[Some records]
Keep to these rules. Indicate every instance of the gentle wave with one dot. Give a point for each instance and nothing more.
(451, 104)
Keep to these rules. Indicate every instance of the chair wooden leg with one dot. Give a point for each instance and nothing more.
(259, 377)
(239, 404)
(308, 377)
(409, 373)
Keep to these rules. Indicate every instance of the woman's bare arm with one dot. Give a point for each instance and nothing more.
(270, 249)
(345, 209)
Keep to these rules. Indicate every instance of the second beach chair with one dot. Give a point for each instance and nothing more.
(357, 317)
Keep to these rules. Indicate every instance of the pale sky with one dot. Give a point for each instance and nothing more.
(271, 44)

### What to produce:
Give each line of the listing above as a JSON list of strings, one string per line, with blank lines omitted.

### Finished exercise:
[
  "Keep to these rules. Indicate every instance of the gentle wave with one dot. Give a point for each instance and nothing more.",
  "(451, 104)",
  "Keep to these rules. Indicate every instance of the chair wooden leg with one dot. Give a point for each instance and nothing more.",
  "(259, 377)",
  "(239, 404)",
  "(308, 377)",
  "(409, 373)",
  "Keep to these rules. Indicate every instance of the woman's bare arm with one dot. Give a point for each instance and nothing more.",
  "(270, 249)",
  "(345, 209)",
  "Keep to these rules. Indicate every instance of the second beach chair with one dot. Give a point for each instance and nothing more.",
  "(357, 317)",
  "Keep to these rules. Indicate every instance of the pale sky with one dot. Give a point for each instance and nothing more.",
  "(271, 44)"
]